## Stated goal
Please reproduce every record, keeping each one exactly as written.

Stored records:
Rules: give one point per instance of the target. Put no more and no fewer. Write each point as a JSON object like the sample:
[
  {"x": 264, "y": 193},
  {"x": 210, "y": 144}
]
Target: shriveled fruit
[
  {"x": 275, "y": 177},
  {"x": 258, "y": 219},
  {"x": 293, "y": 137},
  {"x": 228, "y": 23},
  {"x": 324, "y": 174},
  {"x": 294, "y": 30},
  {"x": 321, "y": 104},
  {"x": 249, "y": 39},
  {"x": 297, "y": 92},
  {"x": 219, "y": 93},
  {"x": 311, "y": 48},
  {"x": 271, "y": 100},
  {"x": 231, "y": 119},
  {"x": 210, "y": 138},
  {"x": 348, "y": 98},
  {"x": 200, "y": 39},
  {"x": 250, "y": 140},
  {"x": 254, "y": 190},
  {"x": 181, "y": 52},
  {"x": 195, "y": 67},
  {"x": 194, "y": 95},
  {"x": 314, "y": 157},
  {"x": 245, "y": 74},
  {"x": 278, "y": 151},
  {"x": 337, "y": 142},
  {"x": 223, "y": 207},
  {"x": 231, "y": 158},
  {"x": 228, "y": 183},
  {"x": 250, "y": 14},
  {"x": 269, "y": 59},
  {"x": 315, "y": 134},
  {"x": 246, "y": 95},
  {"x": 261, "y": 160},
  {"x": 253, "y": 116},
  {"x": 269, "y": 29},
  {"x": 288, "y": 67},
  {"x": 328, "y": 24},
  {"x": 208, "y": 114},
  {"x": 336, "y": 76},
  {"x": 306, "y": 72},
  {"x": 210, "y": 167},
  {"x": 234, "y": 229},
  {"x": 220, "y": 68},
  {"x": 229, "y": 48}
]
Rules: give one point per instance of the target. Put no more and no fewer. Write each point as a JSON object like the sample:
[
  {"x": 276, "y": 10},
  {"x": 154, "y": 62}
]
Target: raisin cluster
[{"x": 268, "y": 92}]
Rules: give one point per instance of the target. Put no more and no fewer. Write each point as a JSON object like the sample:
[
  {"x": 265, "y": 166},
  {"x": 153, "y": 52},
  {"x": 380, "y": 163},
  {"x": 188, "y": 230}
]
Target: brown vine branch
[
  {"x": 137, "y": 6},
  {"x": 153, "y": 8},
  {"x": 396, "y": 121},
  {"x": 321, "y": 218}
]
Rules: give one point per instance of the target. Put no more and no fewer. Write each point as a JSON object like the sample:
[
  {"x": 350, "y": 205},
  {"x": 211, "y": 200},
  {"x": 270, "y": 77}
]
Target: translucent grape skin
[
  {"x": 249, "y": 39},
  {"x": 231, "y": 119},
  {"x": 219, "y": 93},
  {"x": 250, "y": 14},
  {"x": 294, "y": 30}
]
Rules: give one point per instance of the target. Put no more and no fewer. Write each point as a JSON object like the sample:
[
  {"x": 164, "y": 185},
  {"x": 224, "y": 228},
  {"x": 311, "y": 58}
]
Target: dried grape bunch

## Task solution
Rules: give one point per instance of the target. Put no more and no fewer. Write each point as a JSON object like the sample:
[
  {"x": 264, "y": 193},
  {"x": 210, "y": 144}
]
Target: shriveled fruit
[
  {"x": 275, "y": 177},
  {"x": 258, "y": 219},
  {"x": 293, "y": 137},
  {"x": 228, "y": 23},
  {"x": 324, "y": 174},
  {"x": 294, "y": 30},
  {"x": 321, "y": 104},
  {"x": 249, "y": 39},
  {"x": 297, "y": 92},
  {"x": 219, "y": 93},
  {"x": 311, "y": 48},
  {"x": 271, "y": 100},
  {"x": 231, "y": 119},
  {"x": 210, "y": 138},
  {"x": 348, "y": 98},
  {"x": 200, "y": 39},
  {"x": 250, "y": 140},
  {"x": 254, "y": 190},
  {"x": 181, "y": 52},
  {"x": 195, "y": 67},
  {"x": 194, "y": 95},
  {"x": 314, "y": 157},
  {"x": 245, "y": 74},
  {"x": 278, "y": 151},
  {"x": 337, "y": 142},
  {"x": 223, "y": 207},
  {"x": 231, "y": 158},
  {"x": 228, "y": 183},
  {"x": 250, "y": 14},
  {"x": 269, "y": 59},
  {"x": 315, "y": 134},
  {"x": 246, "y": 95},
  {"x": 261, "y": 160},
  {"x": 253, "y": 116},
  {"x": 269, "y": 29},
  {"x": 288, "y": 67},
  {"x": 328, "y": 24},
  {"x": 208, "y": 114},
  {"x": 336, "y": 76},
  {"x": 306, "y": 72},
  {"x": 210, "y": 167},
  {"x": 234, "y": 229},
  {"x": 220, "y": 68},
  {"x": 229, "y": 48}
]
Rules: give one point per instance of the target. Put no more and no fewer. Write each point as a JSON object like the sample:
[
  {"x": 276, "y": 10},
  {"x": 154, "y": 62}
]
Target: raisin cluster
[{"x": 268, "y": 92}]
Rules: give one point per instance of the target. Put no more and no fewer. Write each point as a JSON object like the sample:
[
  {"x": 265, "y": 166},
  {"x": 153, "y": 52},
  {"x": 380, "y": 163},
  {"x": 188, "y": 230}
]
Target: brown vine branch
[
  {"x": 137, "y": 6},
  {"x": 153, "y": 8},
  {"x": 396, "y": 121},
  {"x": 321, "y": 218}
]
Rules: give one point per instance of the target. Put no more and no fewer. Write each point as a JSON object like the sample:
[
  {"x": 350, "y": 205},
  {"x": 211, "y": 200},
  {"x": 270, "y": 77}
]
Target: translucent grape skin
[
  {"x": 249, "y": 39},
  {"x": 231, "y": 119},
  {"x": 219, "y": 93},
  {"x": 250, "y": 14},
  {"x": 294, "y": 30}
]
Rules: give one point per instance of the target. Put no more and no fewer. Write each point as a JSON object like the sample:
[
  {"x": 164, "y": 185},
  {"x": 224, "y": 228},
  {"x": 311, "y": 58}
]
Target: dried grape bunch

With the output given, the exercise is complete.